Spatial localization data
****************

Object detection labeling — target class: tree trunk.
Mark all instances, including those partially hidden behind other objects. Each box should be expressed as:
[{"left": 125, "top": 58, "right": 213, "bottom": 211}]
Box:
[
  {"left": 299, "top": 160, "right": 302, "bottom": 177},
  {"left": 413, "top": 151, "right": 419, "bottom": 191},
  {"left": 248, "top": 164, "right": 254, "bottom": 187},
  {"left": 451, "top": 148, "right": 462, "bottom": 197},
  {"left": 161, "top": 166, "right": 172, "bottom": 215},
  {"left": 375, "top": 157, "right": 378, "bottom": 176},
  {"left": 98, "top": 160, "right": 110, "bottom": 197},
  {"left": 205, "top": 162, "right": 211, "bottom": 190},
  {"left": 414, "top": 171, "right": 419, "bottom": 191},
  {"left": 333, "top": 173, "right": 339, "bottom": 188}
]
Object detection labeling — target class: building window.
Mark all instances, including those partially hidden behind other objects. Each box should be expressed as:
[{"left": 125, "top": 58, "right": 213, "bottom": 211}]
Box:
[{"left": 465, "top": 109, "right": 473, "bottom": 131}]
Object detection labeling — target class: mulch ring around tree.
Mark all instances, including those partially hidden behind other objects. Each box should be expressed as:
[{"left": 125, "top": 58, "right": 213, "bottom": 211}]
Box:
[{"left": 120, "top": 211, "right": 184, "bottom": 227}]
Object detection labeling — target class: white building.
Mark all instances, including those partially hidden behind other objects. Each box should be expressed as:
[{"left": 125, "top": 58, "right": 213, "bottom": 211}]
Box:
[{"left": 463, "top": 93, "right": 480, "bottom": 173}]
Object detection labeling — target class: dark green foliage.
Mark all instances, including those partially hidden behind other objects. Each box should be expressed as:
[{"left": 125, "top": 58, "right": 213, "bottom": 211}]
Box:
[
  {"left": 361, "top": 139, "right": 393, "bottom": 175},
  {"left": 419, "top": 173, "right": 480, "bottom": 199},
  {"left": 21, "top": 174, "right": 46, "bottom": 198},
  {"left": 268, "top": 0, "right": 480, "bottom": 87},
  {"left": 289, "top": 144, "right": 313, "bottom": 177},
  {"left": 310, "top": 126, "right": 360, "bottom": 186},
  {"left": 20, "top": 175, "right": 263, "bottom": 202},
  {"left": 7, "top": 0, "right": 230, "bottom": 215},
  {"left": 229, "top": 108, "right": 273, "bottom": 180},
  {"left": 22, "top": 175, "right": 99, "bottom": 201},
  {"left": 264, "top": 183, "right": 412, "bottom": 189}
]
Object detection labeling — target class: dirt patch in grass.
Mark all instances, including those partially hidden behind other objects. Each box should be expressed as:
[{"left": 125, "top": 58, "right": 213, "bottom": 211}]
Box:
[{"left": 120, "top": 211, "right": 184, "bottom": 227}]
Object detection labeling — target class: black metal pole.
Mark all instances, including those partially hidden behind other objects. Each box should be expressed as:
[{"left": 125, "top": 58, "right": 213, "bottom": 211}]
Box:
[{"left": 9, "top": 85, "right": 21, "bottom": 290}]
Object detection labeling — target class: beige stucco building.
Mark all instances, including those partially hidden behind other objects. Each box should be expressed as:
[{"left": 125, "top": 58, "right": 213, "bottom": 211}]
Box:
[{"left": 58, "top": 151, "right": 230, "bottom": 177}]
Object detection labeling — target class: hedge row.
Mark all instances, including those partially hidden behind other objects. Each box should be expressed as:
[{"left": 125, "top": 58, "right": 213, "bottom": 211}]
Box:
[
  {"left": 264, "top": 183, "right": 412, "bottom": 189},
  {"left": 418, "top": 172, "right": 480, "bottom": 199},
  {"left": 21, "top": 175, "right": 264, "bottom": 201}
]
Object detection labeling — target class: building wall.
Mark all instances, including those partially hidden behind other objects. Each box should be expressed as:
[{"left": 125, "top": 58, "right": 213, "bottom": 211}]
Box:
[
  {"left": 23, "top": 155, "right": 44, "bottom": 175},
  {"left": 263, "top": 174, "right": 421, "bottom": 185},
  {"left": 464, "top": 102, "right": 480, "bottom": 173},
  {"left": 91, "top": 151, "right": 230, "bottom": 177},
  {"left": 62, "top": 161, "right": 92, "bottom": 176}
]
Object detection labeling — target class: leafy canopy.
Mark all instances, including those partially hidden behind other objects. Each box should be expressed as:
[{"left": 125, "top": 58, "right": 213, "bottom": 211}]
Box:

****************

Reproduce the data shown above exactly.

- Response:
Object detection labeling — target class: tree trunk.
Mark all instances, including those partially hidden behind other objects. Each box should be expressed as:
[{"left": 125, "top": 58, "right": 213, "bottom": 211}]
Box:
[
  {"left": 299, "top": 160, "right": 302, "bottom": 177},
  {"left": 413, "top": 151, "right": 419, "bottom": 191},
  {"left": 248, "top": 164, "right": 254, "bottom": 187},
  {"left": 451, "top": 148, "right": 462, "bottom": 197},
  {"left": 161, "top": 166, "right": 172, "bottom": 215},
  {"left": 375, "top": 157, "right": 378, "bottom": 176},
  {"left": 98, "top": 160, "right": 110, "bottom": 197},
  {"left": 205, "top": 162, "right": 211, "bottom": 190},
  {"left": 414, "top": 171, "right": 419, "bottom": 191},
  {"left": 333, "top": 173, "right": 339, "bottom": 188}
]
Object detection labeling — target class: building window.
Mark all instances, including those partially hidden behind other objects. Each box should be expressed as:
[{"left": 125, "top": 58, "right": 213, "bottom": 211}]
Box:
[{"left": 465, "top": 109, "right": 473, "bottom": 131}]
Object detection labeling — target class: mulch ring around tree.
Mark all instances, including those partially hidden behind other objects. Each box should be expressed as:
[{"left": 125, "top": 58, "right": 213, "bottom": 211}]
Box:
[{"left": 120, "top": 211, "right": 184, "bottom": 227}]
Object detection labeling — target class: white building.
Mark all instances, including those partially hidden behind other objects. Each box should be expressed as:
[{"left": 125, "top": 58, "right": 213, "bottom": 211}]
Box:
[{"left": 463, "top": 93, "right": 480, "bottom": 173}]
Object detection labeling — target class: dark green foliage.
Mark all instances, including those partially hidden behind other objects. Each box should be expressed as:
[{"left": 125, "top": 58, "right": 213, "bottom": 211}]
Box:
[
  {"left": 361, "top": 139, "right": 393, "bottom": 175},
  {"left": 419, "top": 173, "right": 480, "bottom": 199},
  {"left": 21, "top": 174, "right": 46, "bottom": 198},
  {"left": 268, "top": 0, "right": 480, "bottom": 87},
  {"left": 289, "top": 144, "right": 313, "bottom": 177},
  {"left": 310, "top": 126, "right": 360, "bottom": 186},
  {"left": 20, "top": 175, "right": 263, "bottom": 202},
  {"left": 7, "top": 0, "right": 230, "bottom": 215},
  {"left": 229, "top": 108, "right": 273, "bottom": 180},
  {"left": 22, "top": 175, "right": 99, "bottom": 201},
  {"left": 264, "top": 183, "right": 412, "bottom": 189}
]
Object detection labeling — target class: dirt patch in grass.
Mark all instances, including those partially hidden behind other objects. Each box should be expressed as:
[{"left": 125, "top": 58, "right": 213, "bottom": 211}]
Box:
[{"left": 120, "top": 211, "right": 184, "bottom": 227}]
Object detection labeling — target class: black metal pole.
Mark all instances, including those partially hidden behind other objects. Each box should be expressed as:
[{"left": 125, "top": 58, "right": 213, "bottom": 211}]
Box:
[{"left": 9, "top": 85, "right": 21, "bottom": 290}]
Object detection labeling — target class: beige stucco building.
Mark all instances, including those partially hidden behind other objects. Each box should be expressed as:
[{"left": 125, "top": 58, "right": 213, "bottom": 211}]
Box:
[{"left": 58, "top": 151, "right": 230, "bottom": 177}]
Object detection labeling — target class: hedge row.
Mark all instances, including those partially hidden behind other objects. Each box should be expressed as:
[{"left": 125, "top": 58, "right": 213, "bottom": 211}]
Box:
[
  {"left": 264, "top": 183, "right": 412, "bottom": 189},
  {"left": 418, "top": 172, "right": 480, "bottom": 199},
  {"left": 21, "top": 175, "right": 264, "bottom": 201}
]
Object detection labeling — target class: building wall.
Mark all instances, including those partially hidden behind other objects. Each box should be expressed as:
[{"left": 125, "top": 58, "right": 213, "bottom": 211}]
Box:
[
  {"left": 23, "top": 155, "right": 44, "bottom": 175},
  {"left": 263, "top": 174, "right": 421, "bottom": 185},
  {"left": 464, "top": 102, "right": 480, "bottom": 173},
  {"left": 91, "top": 151, "right": 230, "bottom": 177},
  {"left": 62, "top": 161, "right": 92, "bottom": 176}
]
Object detection labeling — target class: leafy canopy.
Mark all instances, including those partially hidden behind other objects. Each box should be expressed as:
[{"left": 125, "top": 58, "right": 213, "bottom": 211}]
Box:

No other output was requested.